◆ **PROVIDED TEXT**:
******************************

Hacker Newsnew | past | comments | ask | show | jobs | submitlogin

To strongman the "anti" case: I believe that FreeBSD still nominally supports a number of architectures that have immature or no Rust support, which seems like a major blocker to (at least) rewriting major system components like devd in Rust. And build times are already a problem -- the joke five years ago was that the FreeBSD build was a wart on the side of Clang. Doubling that isn't ideal.

That said, I'm a big Rust believer and think it's the right tool for the job in a lot of situations where the historical answer was C or C++. Maybe it's the right tool for FreeBSD, too.



Yeah, the architecture point comes up in lost of rust in core type discussions, but I think when it comes to the BSD's it's actually a critical argument. I'm not particularly excited by limping along unusual architectures that most of the contributors can't perform reproductions on, but the BSD's are a bastion in this space and something probably has to be. Addressing this issue in both Rust and LLVM would be valuable at large.


Even arm32 and x86 are Tier 2. Not exactly unusual architectures. The only Tier 1 architectures are amd64 and arm64, i.e. only the absolute mainstream. Not exactly a bastion of architecture support.


> Even arm32 and x86 are Tier 2. Not exactly unusual architectures.

There is 32-bit x86 tier 1 targets like i686-unknown-linux-gnu.

> The only Tier 1 architectures are [...] only the absolute mainstream. Not exactly a bastion of architecture support.

Tier 1 means that the target has the full testsuite run against it for each single pull request. Running the CI is computationally extremely complex, and it is hard to provide a reliable and fast CI service for most architectures.


I meant ... the FreeBSD tiers.


It seems actually FreeBSD has dropped a lot of old platforms in recent versions, so this may not be a problem anymore. I imagine it would be with some other BSD's.


This. FreeBSD probably shouldn't be held back by VAX or MC88k support, but I'd be really disappointed if NetBSD for example abandon them.


Honestly, after being in the software industry for a couple of decades and seeing how many times folks attempt to reinvent the wheel (for commercial or other reasons), I am beginning to sigh when I see how many language zealots there are (not you, just in general). The reality is, Rust does not need to replace everything. Nor should it be held on some kind of pedestal.

E.G. Curiosity rover is doing just fine running on millions of lines of C.

https://vdocuments.mx/monitoring-the-execution-of-space-craf...

If it's going to impact OS stability and decrease performance and portability of the humble, dependable, simple C, it doesn't belong in the core. C is better than Rust for OS development.


The Curiosity rover might be doing ok, but the many places that have my social security number are not. I care more about the latter than the former.


Right—and maybe those places ought to install OpenBSD. https://www.openbsd.org/

Rust is not immune to security vulnerabilities. And at the end of the day, social engineering will steal more data than "hacking the mainframe". Why break in when you can just ask to be let in?

OpenBSD has a great security track record because they resist excessive change and prefer simplicity. For those who want to add Rust to the core of FreeBSD my primary question: is it really necessary? Or is it just because a bunch of Rustaceans want to?

******************************

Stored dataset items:
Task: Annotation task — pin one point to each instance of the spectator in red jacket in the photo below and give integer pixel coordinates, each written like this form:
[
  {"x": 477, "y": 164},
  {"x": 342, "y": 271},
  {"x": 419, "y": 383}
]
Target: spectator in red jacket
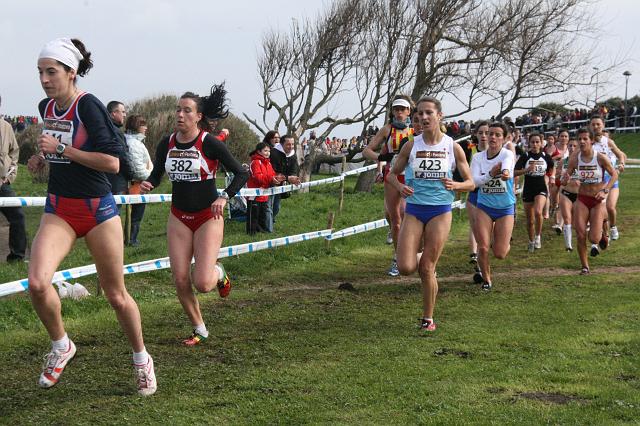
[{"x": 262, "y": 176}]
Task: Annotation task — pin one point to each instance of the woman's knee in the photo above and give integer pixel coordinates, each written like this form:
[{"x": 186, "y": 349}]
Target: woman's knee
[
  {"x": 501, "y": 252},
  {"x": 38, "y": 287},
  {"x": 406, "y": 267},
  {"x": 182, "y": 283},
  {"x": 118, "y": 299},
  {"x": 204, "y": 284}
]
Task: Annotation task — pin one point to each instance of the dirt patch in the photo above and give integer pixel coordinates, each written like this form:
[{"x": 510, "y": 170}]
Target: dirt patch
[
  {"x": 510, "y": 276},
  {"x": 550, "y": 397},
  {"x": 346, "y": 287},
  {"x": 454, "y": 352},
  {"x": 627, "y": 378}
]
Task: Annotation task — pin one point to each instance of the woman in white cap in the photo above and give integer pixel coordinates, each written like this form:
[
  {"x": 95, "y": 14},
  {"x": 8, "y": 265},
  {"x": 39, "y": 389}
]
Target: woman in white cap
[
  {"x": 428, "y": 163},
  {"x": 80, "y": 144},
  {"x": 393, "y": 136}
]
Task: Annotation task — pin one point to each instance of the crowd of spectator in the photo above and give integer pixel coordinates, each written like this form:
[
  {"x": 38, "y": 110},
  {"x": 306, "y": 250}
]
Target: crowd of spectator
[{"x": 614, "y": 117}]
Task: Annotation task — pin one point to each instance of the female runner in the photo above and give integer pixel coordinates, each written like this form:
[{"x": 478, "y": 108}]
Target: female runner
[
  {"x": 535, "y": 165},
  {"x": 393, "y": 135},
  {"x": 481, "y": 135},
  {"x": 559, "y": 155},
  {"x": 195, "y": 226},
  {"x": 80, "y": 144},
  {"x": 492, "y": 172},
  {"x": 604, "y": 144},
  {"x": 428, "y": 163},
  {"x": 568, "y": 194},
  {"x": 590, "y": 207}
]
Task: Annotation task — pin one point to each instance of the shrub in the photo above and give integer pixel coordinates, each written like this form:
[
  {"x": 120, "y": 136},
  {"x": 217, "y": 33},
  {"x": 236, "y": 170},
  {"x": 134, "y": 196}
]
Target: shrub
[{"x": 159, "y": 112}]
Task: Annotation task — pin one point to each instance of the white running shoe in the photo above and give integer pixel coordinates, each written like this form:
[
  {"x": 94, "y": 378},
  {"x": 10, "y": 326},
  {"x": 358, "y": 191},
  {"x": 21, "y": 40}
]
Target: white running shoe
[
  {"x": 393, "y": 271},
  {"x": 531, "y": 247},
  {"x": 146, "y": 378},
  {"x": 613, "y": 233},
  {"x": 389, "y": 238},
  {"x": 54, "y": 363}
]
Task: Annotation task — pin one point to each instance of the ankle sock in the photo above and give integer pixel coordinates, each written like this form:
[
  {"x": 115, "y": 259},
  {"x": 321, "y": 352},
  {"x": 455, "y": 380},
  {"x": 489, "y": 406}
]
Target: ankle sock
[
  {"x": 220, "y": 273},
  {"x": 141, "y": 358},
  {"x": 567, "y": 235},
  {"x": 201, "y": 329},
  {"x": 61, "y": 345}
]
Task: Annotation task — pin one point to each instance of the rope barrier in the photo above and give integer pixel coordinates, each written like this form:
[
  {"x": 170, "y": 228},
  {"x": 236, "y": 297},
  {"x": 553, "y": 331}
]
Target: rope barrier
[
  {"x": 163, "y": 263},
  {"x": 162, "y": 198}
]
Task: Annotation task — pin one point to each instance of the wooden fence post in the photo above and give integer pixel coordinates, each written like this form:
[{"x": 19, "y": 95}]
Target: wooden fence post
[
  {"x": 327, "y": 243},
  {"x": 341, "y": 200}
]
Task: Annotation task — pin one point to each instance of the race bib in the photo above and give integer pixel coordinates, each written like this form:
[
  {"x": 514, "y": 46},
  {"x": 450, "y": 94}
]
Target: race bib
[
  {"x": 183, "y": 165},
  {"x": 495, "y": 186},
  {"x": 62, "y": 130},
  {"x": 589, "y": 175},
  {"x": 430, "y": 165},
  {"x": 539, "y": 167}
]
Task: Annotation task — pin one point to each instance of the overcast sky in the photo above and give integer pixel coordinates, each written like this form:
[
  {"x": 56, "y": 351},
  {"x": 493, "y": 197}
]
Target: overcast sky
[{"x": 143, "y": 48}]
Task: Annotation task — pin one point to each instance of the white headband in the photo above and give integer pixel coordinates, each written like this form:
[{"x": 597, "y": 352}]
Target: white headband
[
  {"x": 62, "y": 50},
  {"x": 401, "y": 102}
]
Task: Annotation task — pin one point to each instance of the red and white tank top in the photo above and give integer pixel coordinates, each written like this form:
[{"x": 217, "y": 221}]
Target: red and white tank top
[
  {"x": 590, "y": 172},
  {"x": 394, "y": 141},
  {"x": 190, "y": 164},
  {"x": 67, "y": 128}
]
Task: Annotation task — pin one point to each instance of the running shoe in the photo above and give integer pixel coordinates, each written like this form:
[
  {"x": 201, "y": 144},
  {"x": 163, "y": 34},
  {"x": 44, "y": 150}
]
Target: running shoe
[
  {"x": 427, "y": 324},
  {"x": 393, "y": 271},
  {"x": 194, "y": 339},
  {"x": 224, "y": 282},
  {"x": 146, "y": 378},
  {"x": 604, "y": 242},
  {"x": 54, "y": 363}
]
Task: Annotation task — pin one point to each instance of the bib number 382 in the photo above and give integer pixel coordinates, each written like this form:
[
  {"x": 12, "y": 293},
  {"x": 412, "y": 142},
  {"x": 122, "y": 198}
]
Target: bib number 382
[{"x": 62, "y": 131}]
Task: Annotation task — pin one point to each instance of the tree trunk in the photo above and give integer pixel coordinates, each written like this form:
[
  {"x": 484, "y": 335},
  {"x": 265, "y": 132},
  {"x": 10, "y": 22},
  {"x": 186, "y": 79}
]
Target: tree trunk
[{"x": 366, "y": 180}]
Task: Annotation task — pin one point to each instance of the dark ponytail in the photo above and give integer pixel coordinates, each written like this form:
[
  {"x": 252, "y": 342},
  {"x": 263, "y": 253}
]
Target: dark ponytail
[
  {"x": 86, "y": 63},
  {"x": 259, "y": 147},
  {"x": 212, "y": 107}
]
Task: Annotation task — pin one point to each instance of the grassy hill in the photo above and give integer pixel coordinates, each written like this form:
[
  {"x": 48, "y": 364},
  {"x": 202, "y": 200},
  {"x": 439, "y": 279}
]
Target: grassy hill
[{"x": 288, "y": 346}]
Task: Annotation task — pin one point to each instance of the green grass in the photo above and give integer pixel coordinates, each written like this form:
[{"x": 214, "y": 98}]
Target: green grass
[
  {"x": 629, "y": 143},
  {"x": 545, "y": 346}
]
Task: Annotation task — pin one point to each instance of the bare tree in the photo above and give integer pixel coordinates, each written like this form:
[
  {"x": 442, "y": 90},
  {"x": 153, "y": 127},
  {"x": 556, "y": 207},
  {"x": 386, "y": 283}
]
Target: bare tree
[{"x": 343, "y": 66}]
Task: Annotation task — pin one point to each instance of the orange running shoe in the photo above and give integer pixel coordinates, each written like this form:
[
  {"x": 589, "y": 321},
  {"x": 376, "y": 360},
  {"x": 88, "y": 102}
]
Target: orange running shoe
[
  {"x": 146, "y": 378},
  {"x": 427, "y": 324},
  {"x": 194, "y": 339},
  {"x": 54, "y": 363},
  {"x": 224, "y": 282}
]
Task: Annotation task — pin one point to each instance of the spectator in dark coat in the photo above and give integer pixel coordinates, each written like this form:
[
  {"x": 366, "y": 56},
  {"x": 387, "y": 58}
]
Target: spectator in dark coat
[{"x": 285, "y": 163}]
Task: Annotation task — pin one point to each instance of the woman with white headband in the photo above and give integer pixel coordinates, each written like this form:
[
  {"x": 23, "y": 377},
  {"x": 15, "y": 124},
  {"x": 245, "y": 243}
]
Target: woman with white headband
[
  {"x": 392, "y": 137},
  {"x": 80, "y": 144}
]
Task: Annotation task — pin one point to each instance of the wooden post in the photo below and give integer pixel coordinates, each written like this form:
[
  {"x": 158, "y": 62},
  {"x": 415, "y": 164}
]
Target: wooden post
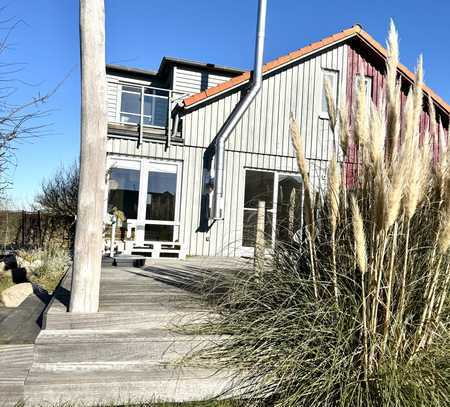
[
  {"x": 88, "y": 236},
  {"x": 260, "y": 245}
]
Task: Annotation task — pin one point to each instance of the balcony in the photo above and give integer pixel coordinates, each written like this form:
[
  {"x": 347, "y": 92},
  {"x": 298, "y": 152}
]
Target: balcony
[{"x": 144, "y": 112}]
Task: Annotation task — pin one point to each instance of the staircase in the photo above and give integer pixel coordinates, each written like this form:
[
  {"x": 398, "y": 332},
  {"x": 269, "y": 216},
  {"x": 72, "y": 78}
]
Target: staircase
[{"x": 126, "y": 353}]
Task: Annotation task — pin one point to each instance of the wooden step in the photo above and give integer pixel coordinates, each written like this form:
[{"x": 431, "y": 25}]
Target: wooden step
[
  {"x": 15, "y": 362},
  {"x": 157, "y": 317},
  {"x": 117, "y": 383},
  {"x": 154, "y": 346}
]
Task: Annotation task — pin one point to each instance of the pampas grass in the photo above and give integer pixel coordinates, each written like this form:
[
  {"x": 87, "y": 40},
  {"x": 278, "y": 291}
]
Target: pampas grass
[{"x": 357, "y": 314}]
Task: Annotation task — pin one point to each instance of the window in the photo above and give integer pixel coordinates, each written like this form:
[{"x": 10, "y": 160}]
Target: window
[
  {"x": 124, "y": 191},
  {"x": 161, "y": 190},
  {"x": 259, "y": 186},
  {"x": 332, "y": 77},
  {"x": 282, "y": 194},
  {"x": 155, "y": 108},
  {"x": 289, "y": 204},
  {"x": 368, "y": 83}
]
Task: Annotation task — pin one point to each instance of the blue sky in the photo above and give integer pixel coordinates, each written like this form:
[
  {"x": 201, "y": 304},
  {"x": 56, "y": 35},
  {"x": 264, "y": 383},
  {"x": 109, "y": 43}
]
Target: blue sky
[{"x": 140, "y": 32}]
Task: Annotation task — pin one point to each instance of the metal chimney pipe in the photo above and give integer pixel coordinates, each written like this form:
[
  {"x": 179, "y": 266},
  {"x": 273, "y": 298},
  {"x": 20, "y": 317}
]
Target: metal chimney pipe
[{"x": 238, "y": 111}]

******************************

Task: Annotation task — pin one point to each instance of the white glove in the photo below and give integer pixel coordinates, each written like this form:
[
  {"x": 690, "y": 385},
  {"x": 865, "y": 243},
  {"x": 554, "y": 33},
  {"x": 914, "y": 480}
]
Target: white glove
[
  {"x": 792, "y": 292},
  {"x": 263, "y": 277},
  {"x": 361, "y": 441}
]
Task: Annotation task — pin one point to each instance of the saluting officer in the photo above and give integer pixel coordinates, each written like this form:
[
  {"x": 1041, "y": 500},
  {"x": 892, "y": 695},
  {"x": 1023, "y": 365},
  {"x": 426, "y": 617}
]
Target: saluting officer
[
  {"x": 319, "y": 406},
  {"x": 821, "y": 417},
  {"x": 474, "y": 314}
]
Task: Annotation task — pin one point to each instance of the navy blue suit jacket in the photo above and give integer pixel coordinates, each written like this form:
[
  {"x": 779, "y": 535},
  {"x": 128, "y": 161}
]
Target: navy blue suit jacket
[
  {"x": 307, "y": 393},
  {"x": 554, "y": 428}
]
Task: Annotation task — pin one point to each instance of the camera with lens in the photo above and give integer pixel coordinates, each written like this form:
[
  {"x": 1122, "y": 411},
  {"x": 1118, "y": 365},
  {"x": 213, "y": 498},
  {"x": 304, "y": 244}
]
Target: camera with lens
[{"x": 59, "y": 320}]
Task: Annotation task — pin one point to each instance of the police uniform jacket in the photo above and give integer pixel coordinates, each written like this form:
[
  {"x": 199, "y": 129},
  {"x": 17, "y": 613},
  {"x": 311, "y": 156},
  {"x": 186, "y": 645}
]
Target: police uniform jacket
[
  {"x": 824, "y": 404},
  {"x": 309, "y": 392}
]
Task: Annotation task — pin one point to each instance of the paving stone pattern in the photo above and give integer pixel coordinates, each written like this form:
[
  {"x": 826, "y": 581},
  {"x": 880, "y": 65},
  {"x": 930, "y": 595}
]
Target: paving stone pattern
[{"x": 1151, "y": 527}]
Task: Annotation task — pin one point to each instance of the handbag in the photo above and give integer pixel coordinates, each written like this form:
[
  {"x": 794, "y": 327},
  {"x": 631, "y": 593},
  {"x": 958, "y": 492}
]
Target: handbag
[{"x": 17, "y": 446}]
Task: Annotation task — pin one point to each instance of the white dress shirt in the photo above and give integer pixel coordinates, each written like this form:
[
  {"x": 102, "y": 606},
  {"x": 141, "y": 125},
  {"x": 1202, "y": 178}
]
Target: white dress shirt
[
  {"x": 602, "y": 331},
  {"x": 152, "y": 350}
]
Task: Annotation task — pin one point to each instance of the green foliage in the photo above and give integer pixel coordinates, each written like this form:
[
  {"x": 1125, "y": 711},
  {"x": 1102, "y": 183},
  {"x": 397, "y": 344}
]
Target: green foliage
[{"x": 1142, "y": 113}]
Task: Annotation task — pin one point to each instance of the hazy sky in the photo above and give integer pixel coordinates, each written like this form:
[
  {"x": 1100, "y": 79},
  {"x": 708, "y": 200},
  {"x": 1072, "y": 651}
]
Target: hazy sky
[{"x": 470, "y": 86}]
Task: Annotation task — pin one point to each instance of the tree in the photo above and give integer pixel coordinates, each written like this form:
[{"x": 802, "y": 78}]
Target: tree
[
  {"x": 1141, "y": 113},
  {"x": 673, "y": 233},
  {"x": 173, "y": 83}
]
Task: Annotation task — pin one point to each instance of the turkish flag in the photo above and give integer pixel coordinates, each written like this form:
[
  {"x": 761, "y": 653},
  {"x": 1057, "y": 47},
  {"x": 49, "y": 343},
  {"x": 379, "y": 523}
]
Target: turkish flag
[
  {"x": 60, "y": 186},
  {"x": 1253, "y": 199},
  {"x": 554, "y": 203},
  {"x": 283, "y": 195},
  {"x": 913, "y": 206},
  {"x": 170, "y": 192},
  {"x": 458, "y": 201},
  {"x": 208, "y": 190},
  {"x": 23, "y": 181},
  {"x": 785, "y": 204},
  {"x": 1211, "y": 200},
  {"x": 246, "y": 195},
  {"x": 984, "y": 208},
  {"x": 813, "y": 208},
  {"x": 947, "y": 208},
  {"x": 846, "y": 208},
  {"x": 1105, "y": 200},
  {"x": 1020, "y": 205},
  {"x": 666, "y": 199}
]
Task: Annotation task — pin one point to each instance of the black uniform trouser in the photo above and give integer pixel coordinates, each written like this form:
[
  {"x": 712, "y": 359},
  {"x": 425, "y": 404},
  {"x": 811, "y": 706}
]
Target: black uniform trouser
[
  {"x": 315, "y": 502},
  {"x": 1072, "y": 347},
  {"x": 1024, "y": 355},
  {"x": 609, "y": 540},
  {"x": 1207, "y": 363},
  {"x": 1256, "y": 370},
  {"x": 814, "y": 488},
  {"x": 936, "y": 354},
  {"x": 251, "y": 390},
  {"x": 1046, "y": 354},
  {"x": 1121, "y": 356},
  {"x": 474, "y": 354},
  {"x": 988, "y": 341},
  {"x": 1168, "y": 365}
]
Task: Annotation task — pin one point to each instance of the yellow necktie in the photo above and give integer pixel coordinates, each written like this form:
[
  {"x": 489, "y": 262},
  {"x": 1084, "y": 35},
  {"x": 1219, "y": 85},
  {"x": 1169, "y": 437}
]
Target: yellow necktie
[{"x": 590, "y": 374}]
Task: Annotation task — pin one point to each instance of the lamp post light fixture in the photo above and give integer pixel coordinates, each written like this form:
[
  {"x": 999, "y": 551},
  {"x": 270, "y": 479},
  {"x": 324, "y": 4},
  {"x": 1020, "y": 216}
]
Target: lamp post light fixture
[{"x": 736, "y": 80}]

******************************

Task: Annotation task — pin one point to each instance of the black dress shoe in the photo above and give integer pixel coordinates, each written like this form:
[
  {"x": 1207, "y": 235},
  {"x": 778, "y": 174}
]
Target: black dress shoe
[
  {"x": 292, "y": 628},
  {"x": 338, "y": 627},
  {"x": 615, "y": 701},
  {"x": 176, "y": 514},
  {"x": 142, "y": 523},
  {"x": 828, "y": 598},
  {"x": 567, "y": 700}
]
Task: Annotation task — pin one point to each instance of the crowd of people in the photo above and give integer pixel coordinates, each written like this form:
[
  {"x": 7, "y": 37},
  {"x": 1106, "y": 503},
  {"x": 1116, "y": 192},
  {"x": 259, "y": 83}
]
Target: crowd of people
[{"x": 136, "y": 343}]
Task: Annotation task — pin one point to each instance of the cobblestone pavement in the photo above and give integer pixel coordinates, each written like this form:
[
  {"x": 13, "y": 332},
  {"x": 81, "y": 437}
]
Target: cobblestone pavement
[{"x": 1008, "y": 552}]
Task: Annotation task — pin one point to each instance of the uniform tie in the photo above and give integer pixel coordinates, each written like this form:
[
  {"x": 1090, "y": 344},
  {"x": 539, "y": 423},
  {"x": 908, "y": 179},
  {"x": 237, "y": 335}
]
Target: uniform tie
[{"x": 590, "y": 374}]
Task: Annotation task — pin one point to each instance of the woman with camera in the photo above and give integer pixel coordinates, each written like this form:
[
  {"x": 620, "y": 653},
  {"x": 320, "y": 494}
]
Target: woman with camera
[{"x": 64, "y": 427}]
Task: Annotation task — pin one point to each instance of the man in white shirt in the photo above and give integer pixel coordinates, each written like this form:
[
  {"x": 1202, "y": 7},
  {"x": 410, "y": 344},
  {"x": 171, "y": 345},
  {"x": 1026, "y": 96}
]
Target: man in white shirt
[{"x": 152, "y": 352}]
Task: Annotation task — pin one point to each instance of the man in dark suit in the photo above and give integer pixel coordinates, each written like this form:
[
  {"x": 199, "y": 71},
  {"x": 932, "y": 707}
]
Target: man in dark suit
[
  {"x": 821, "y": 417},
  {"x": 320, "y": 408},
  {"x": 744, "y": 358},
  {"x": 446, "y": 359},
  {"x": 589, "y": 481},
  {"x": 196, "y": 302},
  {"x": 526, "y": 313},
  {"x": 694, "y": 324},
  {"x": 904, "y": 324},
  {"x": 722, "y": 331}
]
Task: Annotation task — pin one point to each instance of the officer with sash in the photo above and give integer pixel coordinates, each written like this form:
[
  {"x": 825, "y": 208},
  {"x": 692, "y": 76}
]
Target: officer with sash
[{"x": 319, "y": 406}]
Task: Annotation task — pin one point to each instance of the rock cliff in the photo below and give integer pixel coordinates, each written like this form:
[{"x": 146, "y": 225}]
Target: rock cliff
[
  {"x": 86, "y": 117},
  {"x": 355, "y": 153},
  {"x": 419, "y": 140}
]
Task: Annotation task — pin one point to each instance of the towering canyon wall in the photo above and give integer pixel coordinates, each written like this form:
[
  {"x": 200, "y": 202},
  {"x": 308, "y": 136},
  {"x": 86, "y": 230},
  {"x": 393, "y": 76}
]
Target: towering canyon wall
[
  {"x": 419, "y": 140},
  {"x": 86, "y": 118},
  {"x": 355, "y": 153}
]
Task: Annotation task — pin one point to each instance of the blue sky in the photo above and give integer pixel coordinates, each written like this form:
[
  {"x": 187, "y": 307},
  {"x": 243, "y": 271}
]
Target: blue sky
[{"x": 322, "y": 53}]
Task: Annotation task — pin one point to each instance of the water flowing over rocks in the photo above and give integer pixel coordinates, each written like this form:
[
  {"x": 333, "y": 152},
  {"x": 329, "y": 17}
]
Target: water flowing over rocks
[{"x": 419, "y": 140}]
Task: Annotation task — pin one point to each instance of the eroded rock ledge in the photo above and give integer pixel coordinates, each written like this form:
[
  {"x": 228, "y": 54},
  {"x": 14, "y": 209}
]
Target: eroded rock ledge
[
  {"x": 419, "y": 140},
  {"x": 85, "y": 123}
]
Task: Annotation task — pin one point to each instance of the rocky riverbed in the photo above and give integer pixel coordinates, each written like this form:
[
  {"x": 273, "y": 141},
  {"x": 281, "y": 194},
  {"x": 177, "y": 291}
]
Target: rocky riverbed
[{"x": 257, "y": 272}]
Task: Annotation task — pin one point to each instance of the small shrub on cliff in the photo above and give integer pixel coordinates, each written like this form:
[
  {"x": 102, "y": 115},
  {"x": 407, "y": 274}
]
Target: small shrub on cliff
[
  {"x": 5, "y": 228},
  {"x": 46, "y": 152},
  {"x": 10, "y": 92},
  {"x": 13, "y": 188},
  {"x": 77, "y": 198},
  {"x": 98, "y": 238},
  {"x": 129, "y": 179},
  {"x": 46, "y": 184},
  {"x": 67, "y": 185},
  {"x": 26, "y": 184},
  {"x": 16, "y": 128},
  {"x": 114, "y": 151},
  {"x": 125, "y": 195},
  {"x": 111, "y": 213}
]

******************************

◆ **TASK REQUIREMENTS**:
a: In the thread about Rust in FreeBSD, which two architectures are named as the only Tier 1 ones?
b: List every line of the records that contains the string "water", matching case exactly.
The thread and the records are unrelated pieces of material.

◆ **SOLUTIONS TO THE TASKS**:
a: amd64 and arm64

b:
Task: Annotation task — pin one point to each instance of the water flowing over rocks in the photo above and give integer pixel coordinates, each written like this form:
Target: water flowing over rocks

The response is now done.